> _WHAT TO DO_: Your task is to find every line of the data that holds the string "phrase" and copy it.

★ ★ ★ ★ ★ ★ ★

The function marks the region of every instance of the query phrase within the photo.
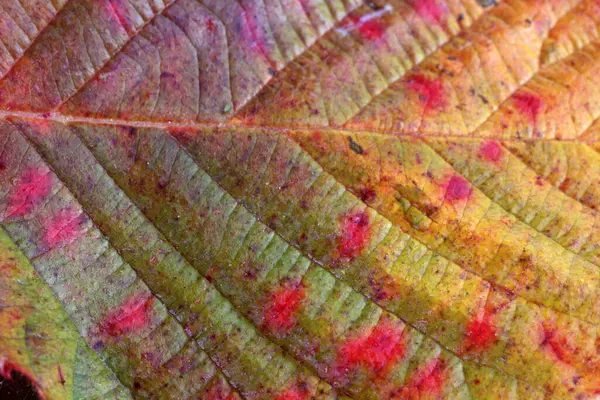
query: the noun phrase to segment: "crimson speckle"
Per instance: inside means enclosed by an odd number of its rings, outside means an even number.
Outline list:
[[[83,215],[75,210],[59,211],[46,221],[44,244],[49,248],[74,242],[83,234],[81,229]]]
[[[367,335],[346,340],[337,356],[337,378],[357,367],[367,368],[375,375],[386,375],[406,352],[402,329],[388,321],[380,322]]]
[[[264,311],[267,329],[284,333],[293,328],[304,296],[304,287],[298,284],[285,285],[271,293]]]
[[[491,316],[485,313],[483,318],[475,318],[467,324],[465,350],[479,352],[488,349],[496,341],[496,326]]]
[[[109,336],[121,336],[143,329],[150,322],[153,297],[130,297],[110,312],[100,324],[100,331]]]
[[[574,362],[576,349],[557,329],[544,328],[541,345],[555,361],[565,364]]]
[[[385,33],[385,27],[376,19],[364,19],[356,16],[348,17],[348,30],[357,30],[365,39],[377,40]]]
[[[413,0],[411,3],[421,18],[433,24],[442,24],[448,15],[448,8],[438,0]]]
[[[419,399],[441,396],[446,381],[444,368],[444,362],[439,358],[428,362],[412,374],[408,383],[394,395],[394,398]]]
[[[364,188],[360,191],[360,199],[365,203],[370,203],[377,198],[377,193],[371,188]]]
[[[19,178],[19,183],[8,199],[8,217],[22,217],[29,214],[50,194],[52,179],[42,168],[27,169]]]
[[[502,160],[502,146],[495,140],[486,140],[481,143],[479,155],[486,161],[498,162]]]
[[[543,100],[535,94],[517,93],[513,96],[513,102],[517,110],[527,116],[531,122],[535,122],[542,111]]]
[[[437,110],[446,105],[444,85],[440,79],[414,75],[406,80],[406,87],[419,95],[425,110]]]
[[[371,233],[369,216],[358,212],[343,216],[340,221],[341,234],[338,236],[337,251],[340,258],[354,258],[360,255],[367,245]]]
[[[446,188],[446,200],[455,202],[464,200],[471,195],[471,185],[460,175],[453,175]]]
[[[281,392],[275,400],[305,400],[308,398],[310,398],[308,390],[294,386]]]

★ ★ ★ ★ ★ ★ ★

> _WRITTEN REPLY_:
The function marks the region of every instance of the query phrase within the photo.
query: the noun phrase to segment: "crimson speckle"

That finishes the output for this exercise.